ABOUT THIS EXERCISE
The answer must be an exact transcription of the lines below from the first through the one containing "number as a single dot per instance.", with the pictures left out; please add nothing else.

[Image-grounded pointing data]
::::::::
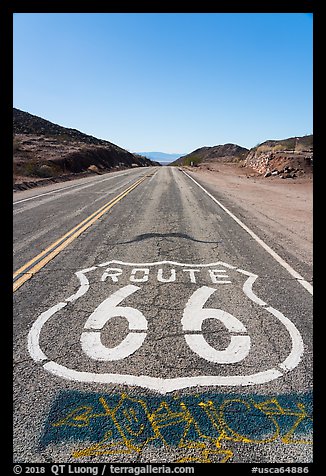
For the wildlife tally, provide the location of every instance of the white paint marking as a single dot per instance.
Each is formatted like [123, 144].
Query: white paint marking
[193, 317]
[163, 385]
[296, 353]
[138, 322]
[170, 279]
[91, 341]
[34, 334]
[139, 279]
[247, 289]
[267, 248]
[84, 284]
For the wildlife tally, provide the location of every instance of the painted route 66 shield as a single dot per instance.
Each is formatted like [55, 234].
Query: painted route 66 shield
[165, 326]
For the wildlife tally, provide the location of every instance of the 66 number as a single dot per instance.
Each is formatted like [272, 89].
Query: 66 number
[194, 315]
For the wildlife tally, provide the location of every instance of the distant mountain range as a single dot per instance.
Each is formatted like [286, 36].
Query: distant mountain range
[160, 156]
[226, 152]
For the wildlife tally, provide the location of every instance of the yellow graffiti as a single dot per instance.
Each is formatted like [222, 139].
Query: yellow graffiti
[136, 431]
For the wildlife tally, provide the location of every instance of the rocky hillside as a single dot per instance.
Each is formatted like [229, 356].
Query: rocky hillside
[287, 158]
[43, 150]
[226, 153]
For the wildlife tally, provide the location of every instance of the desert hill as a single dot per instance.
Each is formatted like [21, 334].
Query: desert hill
[44, 150]
[226, 152]
[287, 157]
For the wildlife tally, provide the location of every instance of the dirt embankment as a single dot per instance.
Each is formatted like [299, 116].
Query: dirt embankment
[44, 152]
[280, 209]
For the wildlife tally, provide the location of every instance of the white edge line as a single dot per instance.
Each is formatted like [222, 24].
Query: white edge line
[267, 248]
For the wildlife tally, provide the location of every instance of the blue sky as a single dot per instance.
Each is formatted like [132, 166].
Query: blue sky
[169, 82]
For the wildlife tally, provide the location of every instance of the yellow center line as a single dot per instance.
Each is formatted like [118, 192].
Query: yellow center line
[55, 248]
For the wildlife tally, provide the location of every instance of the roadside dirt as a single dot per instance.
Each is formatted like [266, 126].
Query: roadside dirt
[281, 208]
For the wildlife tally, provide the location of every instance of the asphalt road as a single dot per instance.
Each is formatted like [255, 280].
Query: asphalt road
[150, 326]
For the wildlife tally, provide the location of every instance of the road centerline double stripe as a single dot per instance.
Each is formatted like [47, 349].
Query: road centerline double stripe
[28, 270]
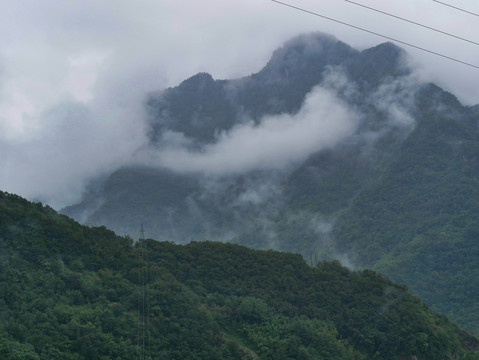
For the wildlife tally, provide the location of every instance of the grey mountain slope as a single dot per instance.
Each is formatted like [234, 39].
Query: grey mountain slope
[379, 198]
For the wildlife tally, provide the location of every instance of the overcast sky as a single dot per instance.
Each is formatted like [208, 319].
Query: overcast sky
[71, 69]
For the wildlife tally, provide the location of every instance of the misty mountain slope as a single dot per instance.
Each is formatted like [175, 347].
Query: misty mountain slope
[200, 108]
[327, 151]
[68, 291]
[418, 222]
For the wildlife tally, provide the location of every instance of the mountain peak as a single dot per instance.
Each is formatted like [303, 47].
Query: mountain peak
[308, 50]
[375, 64]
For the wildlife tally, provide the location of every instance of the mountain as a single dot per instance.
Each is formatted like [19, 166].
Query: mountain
[69, 291]
[394, 190]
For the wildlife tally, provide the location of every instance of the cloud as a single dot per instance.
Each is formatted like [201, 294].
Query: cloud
[276, 142]
[98, 58]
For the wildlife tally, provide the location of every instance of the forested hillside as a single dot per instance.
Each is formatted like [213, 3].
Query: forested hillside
[72, 292]
[396, 190]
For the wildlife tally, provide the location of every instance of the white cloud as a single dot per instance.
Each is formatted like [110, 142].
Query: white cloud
[275, 143]
[108, 54]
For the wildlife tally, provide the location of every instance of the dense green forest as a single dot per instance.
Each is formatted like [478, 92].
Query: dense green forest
[399, 196]
[68, 291]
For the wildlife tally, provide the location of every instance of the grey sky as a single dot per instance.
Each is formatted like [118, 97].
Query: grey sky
[103, 56]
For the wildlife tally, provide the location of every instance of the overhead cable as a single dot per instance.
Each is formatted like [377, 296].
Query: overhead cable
[413, 22]
[377, 34]
[455, 7]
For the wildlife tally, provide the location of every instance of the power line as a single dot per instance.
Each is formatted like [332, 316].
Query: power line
[375, 33]
[413, 22]
[455, 7]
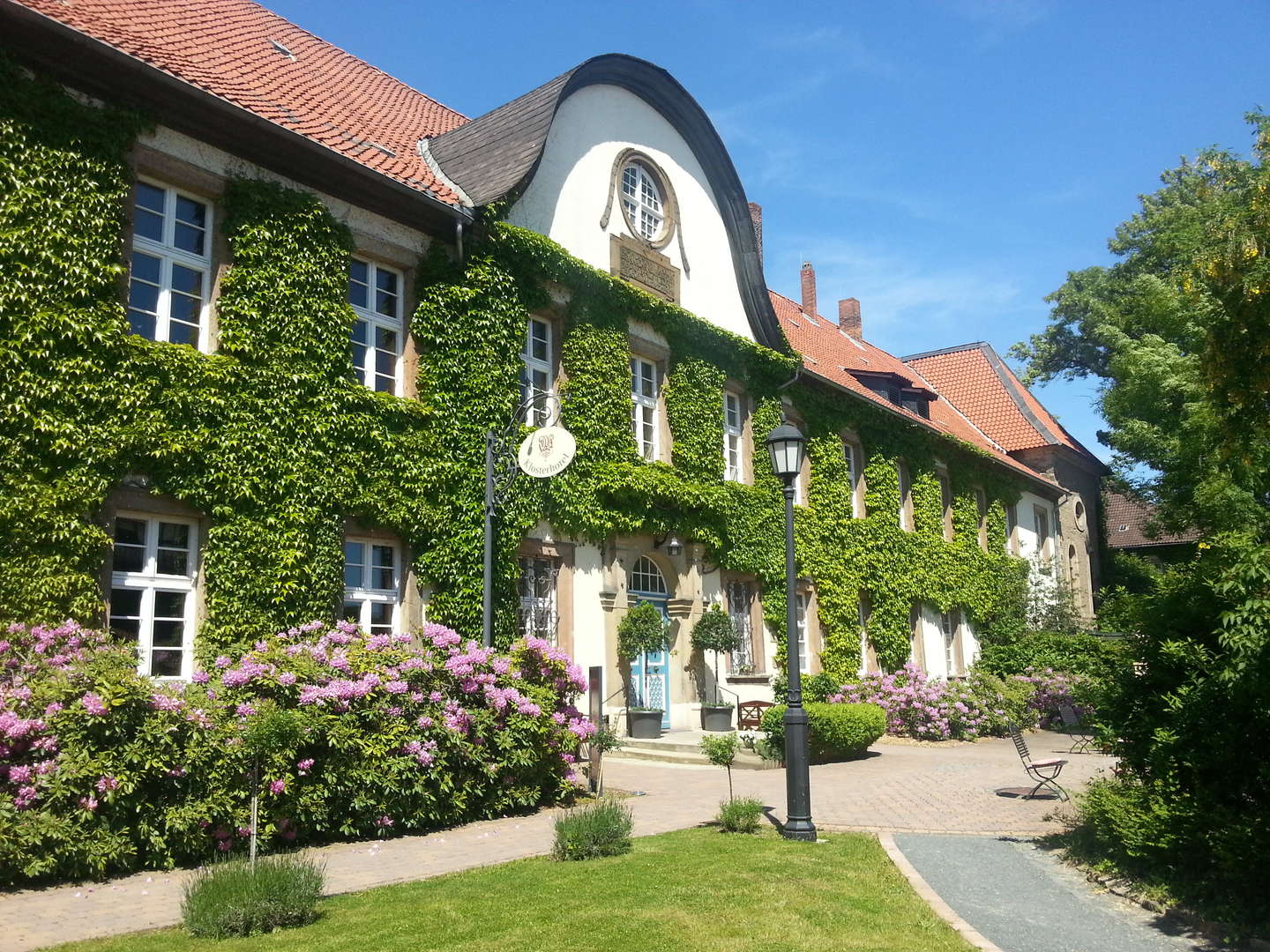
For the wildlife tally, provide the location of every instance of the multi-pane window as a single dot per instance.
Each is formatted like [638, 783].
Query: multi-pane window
[733, 428]
[641, 198]
[854, 455]
[738, 609]
[375, 294]
[804, 661]
[172, 263]
[539, 612]
[372, 585]
[537, 376]
[153, 591]
[644, 389]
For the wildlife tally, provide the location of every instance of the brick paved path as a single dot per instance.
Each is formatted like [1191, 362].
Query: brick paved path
[898, 787]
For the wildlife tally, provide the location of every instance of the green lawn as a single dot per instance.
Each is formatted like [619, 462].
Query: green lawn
[684, 891]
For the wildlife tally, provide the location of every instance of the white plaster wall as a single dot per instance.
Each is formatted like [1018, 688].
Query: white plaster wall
[566, 197]
[588, 614]
[1027, 542]
[220, 163]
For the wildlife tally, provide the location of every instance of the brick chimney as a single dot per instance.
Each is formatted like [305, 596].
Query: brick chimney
[808, 276]
[756, 216]
[848, 317]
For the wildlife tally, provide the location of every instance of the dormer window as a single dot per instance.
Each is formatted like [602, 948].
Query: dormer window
[643, 201]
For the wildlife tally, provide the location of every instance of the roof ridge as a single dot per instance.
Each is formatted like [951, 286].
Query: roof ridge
[958, 348]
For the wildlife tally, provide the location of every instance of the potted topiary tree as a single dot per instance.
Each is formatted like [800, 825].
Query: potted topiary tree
[716, 632]
[641, 631]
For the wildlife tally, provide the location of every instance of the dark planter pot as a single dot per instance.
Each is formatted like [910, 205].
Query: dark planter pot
[715, 718]
[644, 725]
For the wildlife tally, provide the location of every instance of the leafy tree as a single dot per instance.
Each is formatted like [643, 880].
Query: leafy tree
[716, 632]
[1179, 333]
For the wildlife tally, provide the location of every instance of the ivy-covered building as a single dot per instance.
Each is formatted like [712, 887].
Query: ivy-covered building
[260, 305]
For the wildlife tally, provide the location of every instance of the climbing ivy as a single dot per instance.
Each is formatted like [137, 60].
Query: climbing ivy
[276, 443]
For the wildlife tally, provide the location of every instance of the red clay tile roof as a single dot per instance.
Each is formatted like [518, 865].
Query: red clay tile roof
[981, 385]
[227, 48]
[1125, 522]
[831, 353]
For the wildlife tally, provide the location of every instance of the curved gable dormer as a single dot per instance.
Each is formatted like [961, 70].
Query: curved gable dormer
[560, 152]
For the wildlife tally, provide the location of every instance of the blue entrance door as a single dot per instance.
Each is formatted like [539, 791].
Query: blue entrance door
[652, 675]
[651, 672]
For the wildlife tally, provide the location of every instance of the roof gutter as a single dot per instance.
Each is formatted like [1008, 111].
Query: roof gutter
[107, 72]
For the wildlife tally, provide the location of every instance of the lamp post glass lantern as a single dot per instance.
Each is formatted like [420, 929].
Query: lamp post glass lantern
[787, 446]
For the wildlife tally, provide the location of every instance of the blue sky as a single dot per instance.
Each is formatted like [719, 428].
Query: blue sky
[945, 163]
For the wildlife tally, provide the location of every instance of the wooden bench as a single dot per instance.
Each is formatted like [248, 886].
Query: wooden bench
[1044, 772]
[750, 715]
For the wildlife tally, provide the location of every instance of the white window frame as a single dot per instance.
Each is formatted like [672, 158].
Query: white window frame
[733, 437]
[738, 599]
[905, 482]
[375, 322]
[644, 410]
[854, 453]
[366, 594]
[803, 606]
[1044, 539]
[169, 256]
[537, 415]
[949, 625]
[643, 201]
[149, 582]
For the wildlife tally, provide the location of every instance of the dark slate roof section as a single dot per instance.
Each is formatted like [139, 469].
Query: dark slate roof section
[497, 153]
[489, 156]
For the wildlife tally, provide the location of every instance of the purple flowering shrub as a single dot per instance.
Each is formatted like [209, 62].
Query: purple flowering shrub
[1050, 688]
[103, 770]
[926, 709]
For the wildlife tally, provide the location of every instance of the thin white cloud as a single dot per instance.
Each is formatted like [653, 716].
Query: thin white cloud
[846, 49]
[905, 303]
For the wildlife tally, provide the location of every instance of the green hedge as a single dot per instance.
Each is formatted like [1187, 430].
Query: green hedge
[837, 732]
[1072, 654]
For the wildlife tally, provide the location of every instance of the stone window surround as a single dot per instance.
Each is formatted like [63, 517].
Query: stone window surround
[153, 164]
[564, 553]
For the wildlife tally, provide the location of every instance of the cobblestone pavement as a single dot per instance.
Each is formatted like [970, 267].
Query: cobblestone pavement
[897, 787]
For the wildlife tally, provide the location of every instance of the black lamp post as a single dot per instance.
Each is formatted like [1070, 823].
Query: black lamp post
[787, 444]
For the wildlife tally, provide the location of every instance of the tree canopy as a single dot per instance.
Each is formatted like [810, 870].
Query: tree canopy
[1179, 333]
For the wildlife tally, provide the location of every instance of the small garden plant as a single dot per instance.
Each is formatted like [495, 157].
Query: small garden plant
[739, 815]
[594, 830]
[641, 629]
[721, 749]
[715, 632]
[242, 897]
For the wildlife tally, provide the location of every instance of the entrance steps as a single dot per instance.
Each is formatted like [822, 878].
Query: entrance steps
[683, 747]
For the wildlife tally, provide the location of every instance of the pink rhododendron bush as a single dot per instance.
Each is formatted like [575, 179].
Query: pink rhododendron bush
[103, 770]
[930, 709]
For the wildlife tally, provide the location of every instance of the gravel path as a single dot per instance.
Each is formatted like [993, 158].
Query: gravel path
[1025, 900]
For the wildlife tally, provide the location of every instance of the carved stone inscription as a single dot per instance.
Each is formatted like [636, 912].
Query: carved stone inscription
[646, 268]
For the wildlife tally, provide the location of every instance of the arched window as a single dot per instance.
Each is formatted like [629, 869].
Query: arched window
[643, 201]
[646, 579]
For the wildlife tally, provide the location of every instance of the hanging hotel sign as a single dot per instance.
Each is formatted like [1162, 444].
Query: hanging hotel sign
[546, 450]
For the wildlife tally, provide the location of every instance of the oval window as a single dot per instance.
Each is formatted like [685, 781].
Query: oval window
[643, 201]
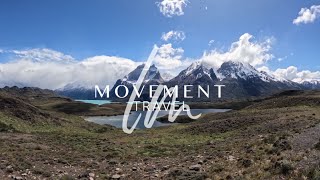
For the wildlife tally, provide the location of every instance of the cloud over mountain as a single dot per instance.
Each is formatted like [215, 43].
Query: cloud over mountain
[170, 8]
[244, 50]
[174, 35]
[47, 68]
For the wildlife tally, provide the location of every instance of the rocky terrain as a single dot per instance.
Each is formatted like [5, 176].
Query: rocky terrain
[273, 138]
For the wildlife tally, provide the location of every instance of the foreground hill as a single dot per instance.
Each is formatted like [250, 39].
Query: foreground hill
[273, 138]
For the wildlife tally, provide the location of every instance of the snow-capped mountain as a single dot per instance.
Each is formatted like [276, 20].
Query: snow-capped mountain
[75, 91]
[241, 81]
[167, 76]
[152, 77]
[311, 84]
[244, 71]
[153, 74]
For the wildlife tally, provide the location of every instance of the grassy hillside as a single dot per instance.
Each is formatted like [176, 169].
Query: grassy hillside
[274, 138]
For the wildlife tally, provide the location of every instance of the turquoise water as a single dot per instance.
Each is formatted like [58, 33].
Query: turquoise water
[116, 121]
[97, 102]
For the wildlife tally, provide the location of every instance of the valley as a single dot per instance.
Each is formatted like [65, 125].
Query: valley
[271, 138]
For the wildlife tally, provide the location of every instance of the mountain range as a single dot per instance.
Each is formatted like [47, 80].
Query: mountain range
[241, 80]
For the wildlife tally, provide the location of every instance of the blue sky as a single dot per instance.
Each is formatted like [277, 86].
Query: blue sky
[129, 29]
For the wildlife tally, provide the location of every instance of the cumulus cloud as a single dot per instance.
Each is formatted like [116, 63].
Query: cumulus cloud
[307, 15]
[211, 42]
[42, 55]
[170, 8]
[54, 73]
[175, 35]
[168, 57]
[244, 50]
[292, 73]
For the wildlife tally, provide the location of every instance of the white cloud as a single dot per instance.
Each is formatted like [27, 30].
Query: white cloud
[168, 57]
[170, 8]
[244, 50]
[26, 71]
[175, 35]
[307, 15]
[211, 42]
[292, 73]
[42, 55]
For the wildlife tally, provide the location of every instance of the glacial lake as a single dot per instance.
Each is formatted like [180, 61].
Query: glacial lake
[116, 121]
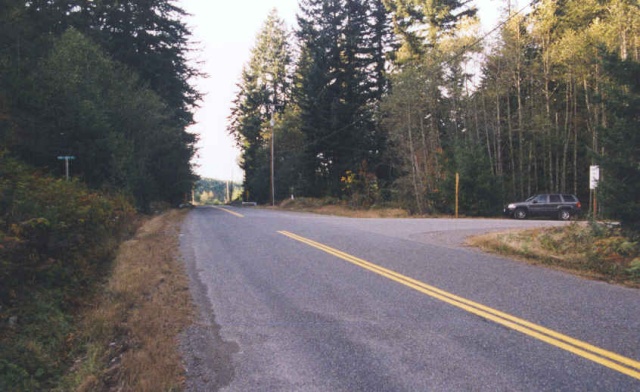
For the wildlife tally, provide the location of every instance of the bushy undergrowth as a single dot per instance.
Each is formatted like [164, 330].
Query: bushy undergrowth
[593, 249]
[56, 240]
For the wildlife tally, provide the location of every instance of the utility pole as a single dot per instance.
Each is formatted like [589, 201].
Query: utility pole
[66, 159]
[273, 185]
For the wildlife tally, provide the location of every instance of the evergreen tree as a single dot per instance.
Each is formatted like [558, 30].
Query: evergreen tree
[263, 96]
[620, 163]
[339, 82]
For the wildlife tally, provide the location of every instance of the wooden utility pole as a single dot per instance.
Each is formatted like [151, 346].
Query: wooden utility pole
[457, 192]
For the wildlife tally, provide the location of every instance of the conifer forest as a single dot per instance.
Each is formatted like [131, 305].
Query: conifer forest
[384, 101]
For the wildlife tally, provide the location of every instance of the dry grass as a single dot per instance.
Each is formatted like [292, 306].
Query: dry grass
[337, 208]
[575, 249]
[131, 335]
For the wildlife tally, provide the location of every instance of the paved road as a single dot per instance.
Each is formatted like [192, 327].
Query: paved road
[300, 302]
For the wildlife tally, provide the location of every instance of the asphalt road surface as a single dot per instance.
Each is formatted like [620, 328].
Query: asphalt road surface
[301, 302]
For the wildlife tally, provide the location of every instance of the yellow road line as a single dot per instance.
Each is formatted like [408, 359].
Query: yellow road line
[229, 211]
[601, 356]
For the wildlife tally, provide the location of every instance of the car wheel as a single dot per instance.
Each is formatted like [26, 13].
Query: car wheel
[520, 213]
[564, 215]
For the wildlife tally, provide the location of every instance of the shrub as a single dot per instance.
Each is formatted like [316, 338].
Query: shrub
[56, 239]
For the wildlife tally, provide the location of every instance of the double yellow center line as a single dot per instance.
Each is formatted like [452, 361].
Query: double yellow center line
[614, 361]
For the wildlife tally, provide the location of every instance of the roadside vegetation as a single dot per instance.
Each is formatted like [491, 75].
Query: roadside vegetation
[590, 249]
[57, 240]
[128, 336]
[70, 317]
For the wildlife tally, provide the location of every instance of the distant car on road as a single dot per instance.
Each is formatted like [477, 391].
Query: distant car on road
[554, 205]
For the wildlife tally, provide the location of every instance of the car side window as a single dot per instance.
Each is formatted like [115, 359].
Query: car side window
[541, 199]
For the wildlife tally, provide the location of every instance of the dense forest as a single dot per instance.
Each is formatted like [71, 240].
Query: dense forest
[383, 101]
[104, 82]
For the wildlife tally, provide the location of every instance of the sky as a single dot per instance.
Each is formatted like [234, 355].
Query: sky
[223, 33]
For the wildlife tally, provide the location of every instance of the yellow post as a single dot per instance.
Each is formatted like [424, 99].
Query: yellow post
[457, 192]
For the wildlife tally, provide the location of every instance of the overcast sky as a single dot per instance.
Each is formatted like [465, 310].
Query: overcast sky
[225, 32]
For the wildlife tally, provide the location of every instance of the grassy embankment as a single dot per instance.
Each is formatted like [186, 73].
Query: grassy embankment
[591, 250]
[130, 336]
[72, 318]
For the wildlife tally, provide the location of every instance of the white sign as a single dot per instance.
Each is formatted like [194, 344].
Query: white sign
[594, 176]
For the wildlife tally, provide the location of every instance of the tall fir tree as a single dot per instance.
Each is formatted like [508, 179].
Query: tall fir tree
[263, 96]
[339, 82]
::::::::
RESULT
For the wildlife tally, provide the location of every instance of the white paint marking as a single dot per instance.
Each is formatted like [123, 144].
Query: white paint marking
[193, 317]
[163, 385]
[296, 353]
[138, 322]
[170, 279]
[91, 341]
[34, 334]
[139, 279]
[247, 289]
[267, 248]
[84, 284]
For the wildlife tally, provide the location of every instance of the painted route 66 shield as a single dot per instance.
Each is formatted like [55, 234].
Query: painted route 66 shield
[165, 326]
For the wildlife tally, provide the location of every instance of the 66 number as a single dot per instance.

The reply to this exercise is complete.